(Named-object pointing records)
# # # # #

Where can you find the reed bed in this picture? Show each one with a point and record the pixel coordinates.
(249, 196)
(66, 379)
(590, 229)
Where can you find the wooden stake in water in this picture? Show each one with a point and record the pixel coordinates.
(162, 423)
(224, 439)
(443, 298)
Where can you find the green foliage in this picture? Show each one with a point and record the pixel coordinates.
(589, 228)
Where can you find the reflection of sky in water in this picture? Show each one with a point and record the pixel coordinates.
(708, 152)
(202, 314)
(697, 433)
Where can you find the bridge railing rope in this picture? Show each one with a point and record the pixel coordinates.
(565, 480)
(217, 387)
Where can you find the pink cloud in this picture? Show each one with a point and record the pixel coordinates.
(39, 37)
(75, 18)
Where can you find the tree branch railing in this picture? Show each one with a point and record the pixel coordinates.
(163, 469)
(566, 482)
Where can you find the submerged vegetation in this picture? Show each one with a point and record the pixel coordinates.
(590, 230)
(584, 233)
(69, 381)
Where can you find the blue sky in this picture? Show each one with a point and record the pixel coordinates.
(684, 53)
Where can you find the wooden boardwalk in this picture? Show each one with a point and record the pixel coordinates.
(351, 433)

# # # # #

### Exercise goal
Reproduce the rows verbatim, starting at the line that contains "Where can you find the bridge" and continuing through the final row.

### Solution to the exercise
Where can you find the bridge railing rope in this picture? Show each one with a point and record the pixel coordinates.
(565, 480)
(217, 387)
Where can you find the pink cloud in this picture? Show each one with a point and record the pixel coordinates.
(39, 37)
(75, 18)
Where can you find the tree branch railing in this picture? Show each one with a point and record the pixel coordinates.
(163, 469)
(566, 482)
Where can you find the submerged vegetation in this picture? Show each one with a point and record the pixel coordinates.
(590, 230)
(584, 233)
(69, 381)
Where can you find the blue sky in this picture? Show each one with a point and record the pixel coordinates.
(684, 53)
Where can you find the wooden boardwalk in this picture? Show each one with a point and record the pixel coordinates.
(351, 433)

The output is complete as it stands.